> [What to work on]
Can you reproduce the data beneath, keeping every line exact?

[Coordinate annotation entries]
************

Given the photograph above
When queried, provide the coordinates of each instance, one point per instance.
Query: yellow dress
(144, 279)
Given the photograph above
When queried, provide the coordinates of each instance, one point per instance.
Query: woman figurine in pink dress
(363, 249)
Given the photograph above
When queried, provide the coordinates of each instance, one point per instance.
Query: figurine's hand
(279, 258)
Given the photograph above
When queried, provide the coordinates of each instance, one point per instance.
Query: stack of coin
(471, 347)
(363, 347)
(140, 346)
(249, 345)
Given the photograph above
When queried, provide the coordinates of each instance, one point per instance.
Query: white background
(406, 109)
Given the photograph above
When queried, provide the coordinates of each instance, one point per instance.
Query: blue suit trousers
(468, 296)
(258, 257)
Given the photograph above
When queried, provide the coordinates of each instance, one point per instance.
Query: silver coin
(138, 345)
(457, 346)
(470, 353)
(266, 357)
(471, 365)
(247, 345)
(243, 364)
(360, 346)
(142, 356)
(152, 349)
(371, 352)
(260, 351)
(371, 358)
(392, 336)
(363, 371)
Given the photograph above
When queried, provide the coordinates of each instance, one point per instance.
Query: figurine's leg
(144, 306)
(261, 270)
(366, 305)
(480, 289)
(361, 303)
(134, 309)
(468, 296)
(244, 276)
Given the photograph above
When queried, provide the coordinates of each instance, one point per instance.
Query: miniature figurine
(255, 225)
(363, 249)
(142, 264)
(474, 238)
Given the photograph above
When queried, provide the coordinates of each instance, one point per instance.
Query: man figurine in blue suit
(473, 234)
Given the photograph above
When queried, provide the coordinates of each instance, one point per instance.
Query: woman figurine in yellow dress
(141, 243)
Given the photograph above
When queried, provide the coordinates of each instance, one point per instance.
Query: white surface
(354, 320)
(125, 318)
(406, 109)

************

> [Solution to the problem]
Given the photograph above
When queried, provide the coordinates of each instance, one point per instance.
Query: yellow dress
(144, 279)
Given the photograph above
When queried, provide the coordinates of each instance, one point per instance.
Query: woman figurine in pink dress
(363, 249)
Given the photograph above
When queried, provide the coordinates of each instance, one point per instance.
Query: figurine's hand
(279, 258)
Given the photograph above
When queried, provide the coordinates of each instance, one point per instance.
Query: stack of coin
(471, 347)
(363, 347)
(140, 346)
(249, 345)
Given the photograph above
When queried, provide the coordinates of each instance, one point per instance.
Query: white background
(406, 109)
Given the photograph above
When queried, provide the coordinates of each instance, one point per instance.
Query: blue suit trousers
(468, 296)
(258, 257)
Given the photograph above
When queried, provide the coordinates of each instance, one point per instance.
Query: silver coin
(138, 345)
(457, 346)
(470, 353)
(266, 357)
(471, 365)
(247, 345)
(243, 364)
(360, 346)
(142, 356)
(152, 349)
(371, 352)
(260, 351)
(371, 358)
(392, 336)
(363, 371)
Given the photograph above
When queried, provide the coordinates of each instance, one point per instance.
Query: figurine's leg
(144, 306)
(261, 270)
(366, 305)
(480, 289)
(361, 303)
(134, 309)
(468, 296)
(244, 276)
Given the photograph above
When queried, provide the coordinates of each instance, one point per instance.
Query: miniature figurine
(255, 225)
(363, 249)
(142, 264)
(474, 238)
Given the photograph above
When queried, provide the coordinates of each instance, one point per instance.
Query: man figurine in blue suit
(473, 234)
Given the photograph above
When queried, provide the coordinates of each instance, one point per instance.
Query: woman figurine in yellow dress
(141, 243)
Given the photograph above
When queried, provide the coordinates of each instance, one point per instance.
Query: white surface
(354, 320)
(125, 318)
(406, 109)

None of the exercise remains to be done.